- _What to work on_
• A. In the cyber attack report, rewrite the part from "A wave of brazen" to "processor JBS Foods.", renaming "barbecue stopper" as "dinner-table topic".
• B. Answer these questions using the cyber attack report.
(i) How much is the record ransom the Russian-linked cyber criminals are demanding?
(ii) In what month was Nine Entertainment hacked?
(iii) According to Rachel Falk, which companies are vulnerable?

- _Document segment_
------------------------------------
A wave of brazen attacks has turned cyber risk into a barbecue stopper.
Former US cyber chief Chris Krebs said the public was now recognising the online threat after decades of subtle and covert intelligence action.
Ransomware operator REvil, which is believed to be behind the latest large scale attack, has spread to more than 300 businesses in Australia this week after hitting meat processor JBS Foods.
“When we have these brazen acts, it finally brings it home here in the US but also in Australia,” Mr Krebs told a parliamentary hearing on Friday.
“When your hamburgers and hotdogs have been taken off the shelves that makes it really resonate.”
The Russian-linked cyber criminals are demanding a record ransom of $94 million to ‘unlock’ more than 1000 victims here and abroad.
Mr Krebs also warned Australia’s critical infrastructure was at risk from cyber criminals and state actors.
He said Russia, China, Iran and North Korea were taking advantage of information and communications technology used by small and large companies.
Foreign espionage is at its highest ever level, according to ASIO’s most recent threat assessment.
“What we may see are precursor operations that disable infrastructure to prevent the opposing power from being able to project power,” Mr Krebs said.
Parliament’s intelligence and security committee is considering tougher cyber laws that could give law enforcement and intelligence agencies greater reach into private firms and make reporting mandatory.
Australian Signals Directorate chief Rachel Noble told a parliamentary hearing last month it helped Nine Entertainment after it was hacked in March.
The company did not pay a ransom, which made it possible to warn other organisations that were being targeted.
The Australian Cyber Security Centre is working with the latest victims.
Cyber security expert Rachel Falk said some companies are switched on to the threat, but those running old, legacy systems are vulnerable, particularly to ransomware.
She said adversaries could sit and wait for a long period of time before flicking the switch.
The threat of sabotage, even without action, was also damaging.
“A threat to, say, the water supply can be equally crippling until it’s found to be without merit,” she said.
------------------------------------
- _Extracted data_
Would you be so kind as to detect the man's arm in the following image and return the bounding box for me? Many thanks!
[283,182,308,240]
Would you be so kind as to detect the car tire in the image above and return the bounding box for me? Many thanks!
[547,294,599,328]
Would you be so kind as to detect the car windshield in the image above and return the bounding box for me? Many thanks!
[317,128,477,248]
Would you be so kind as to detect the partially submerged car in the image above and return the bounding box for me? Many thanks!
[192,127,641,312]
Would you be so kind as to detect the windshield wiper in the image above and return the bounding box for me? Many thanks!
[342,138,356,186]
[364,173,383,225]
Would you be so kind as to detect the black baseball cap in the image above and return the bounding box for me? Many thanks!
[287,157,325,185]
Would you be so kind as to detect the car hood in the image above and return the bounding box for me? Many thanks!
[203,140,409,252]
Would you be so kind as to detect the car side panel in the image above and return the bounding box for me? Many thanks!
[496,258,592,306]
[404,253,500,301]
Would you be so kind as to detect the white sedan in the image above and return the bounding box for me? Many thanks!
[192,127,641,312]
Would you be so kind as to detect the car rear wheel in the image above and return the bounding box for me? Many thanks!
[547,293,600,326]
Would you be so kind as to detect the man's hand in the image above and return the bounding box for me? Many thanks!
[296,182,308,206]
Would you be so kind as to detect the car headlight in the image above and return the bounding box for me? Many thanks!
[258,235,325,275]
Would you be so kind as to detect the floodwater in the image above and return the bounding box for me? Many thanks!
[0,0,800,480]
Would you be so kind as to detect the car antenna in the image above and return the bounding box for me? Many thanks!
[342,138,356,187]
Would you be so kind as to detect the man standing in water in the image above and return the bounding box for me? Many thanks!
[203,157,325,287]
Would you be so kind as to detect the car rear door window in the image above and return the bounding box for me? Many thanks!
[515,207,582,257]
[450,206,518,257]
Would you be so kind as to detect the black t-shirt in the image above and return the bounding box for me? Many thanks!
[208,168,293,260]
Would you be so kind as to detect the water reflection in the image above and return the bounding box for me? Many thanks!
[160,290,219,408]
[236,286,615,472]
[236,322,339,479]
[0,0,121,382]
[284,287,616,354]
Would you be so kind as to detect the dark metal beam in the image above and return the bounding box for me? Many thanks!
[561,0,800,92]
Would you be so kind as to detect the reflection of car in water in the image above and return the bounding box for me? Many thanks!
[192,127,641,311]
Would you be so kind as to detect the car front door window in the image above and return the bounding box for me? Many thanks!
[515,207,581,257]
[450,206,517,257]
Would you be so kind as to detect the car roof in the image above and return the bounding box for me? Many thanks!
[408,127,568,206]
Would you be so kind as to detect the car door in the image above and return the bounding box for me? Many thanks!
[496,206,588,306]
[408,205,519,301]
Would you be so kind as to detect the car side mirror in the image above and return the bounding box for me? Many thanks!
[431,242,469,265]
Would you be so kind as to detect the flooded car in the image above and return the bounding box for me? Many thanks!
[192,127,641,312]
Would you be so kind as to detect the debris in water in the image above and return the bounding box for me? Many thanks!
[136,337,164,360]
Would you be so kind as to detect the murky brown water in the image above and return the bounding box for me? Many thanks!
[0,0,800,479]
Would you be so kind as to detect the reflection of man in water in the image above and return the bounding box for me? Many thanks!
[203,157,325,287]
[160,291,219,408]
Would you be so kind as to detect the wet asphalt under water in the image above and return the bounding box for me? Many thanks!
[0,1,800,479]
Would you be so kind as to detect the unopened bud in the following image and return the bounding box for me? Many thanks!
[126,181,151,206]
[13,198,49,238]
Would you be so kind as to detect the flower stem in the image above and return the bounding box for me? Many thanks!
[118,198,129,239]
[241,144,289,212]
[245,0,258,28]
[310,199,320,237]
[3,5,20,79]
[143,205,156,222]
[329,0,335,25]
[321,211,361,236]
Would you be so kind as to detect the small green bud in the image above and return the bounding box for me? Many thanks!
------------------------------------
- _Solutions below_
• A.
A wave of brazen attacks has turned cyber risk into a dinner-table topic.
Former US cyber chief Chris Krebs said the public was now recognising the online threat after decades of subtle and covert intelligence action.
Ransomware operator REvil, which is believed to be behind the latest large scale attack, has spread to more than 300 businesses in Australia this week after hitting meat processor JBS Foods.

• B.
(i) $94 million
(ii) March
(iii) Those running old, legacy systems